**TASK TO COMPLETE**
List every line in the rows below that contains the string "subway", treating uppercase and lowercase letters as distinct.
--- START OF RECORDS SHOWN ---
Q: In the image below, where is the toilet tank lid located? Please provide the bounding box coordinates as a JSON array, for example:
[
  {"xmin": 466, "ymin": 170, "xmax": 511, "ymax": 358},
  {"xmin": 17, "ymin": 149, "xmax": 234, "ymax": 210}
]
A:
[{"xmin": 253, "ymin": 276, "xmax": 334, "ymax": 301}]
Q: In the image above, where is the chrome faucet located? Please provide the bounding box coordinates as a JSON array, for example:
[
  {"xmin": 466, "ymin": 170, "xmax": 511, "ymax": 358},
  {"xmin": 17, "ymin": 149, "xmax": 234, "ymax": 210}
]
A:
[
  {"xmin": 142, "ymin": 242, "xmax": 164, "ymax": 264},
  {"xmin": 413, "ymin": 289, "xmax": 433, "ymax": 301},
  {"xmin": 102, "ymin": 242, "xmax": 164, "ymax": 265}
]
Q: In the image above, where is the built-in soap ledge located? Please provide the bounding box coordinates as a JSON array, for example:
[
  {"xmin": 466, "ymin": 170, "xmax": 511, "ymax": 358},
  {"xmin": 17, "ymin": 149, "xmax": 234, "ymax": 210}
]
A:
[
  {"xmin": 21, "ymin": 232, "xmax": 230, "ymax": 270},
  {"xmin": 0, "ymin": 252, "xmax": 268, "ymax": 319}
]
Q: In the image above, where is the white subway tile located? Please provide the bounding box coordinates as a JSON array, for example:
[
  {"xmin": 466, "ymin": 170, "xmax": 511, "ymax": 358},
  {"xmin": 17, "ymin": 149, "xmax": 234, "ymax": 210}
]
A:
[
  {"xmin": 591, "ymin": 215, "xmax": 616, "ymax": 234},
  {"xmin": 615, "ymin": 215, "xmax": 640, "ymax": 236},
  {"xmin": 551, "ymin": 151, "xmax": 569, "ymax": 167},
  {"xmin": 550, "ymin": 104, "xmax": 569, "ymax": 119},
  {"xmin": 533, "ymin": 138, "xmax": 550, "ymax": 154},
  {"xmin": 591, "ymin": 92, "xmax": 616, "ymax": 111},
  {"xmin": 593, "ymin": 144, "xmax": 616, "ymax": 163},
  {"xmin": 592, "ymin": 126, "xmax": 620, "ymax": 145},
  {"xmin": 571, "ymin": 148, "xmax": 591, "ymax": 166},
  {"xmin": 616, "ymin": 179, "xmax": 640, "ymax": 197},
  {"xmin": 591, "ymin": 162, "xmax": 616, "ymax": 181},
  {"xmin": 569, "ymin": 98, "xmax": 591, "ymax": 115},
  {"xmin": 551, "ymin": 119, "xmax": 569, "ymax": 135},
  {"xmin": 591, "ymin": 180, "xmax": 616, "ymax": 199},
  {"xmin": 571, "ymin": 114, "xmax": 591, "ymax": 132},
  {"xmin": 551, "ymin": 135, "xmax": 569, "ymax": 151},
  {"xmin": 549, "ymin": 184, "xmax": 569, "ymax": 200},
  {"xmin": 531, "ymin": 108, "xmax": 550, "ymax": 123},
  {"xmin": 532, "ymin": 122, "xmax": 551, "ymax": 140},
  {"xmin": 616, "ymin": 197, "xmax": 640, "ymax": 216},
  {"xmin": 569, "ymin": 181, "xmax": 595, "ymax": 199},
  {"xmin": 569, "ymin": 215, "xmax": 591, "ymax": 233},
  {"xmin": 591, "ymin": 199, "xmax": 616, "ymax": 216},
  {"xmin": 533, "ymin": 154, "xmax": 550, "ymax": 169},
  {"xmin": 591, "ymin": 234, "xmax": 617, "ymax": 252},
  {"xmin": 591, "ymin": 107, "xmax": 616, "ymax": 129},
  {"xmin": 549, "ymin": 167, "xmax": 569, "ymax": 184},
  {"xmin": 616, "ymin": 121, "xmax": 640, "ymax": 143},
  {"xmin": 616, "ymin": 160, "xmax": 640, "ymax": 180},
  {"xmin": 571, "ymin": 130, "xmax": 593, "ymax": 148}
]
--- END OF RECORDS SHOWN ---
**REPLY**
Q: In the image above, where is the white subway tile located? Please provide the bounding box coordinates as a JSON array, for example:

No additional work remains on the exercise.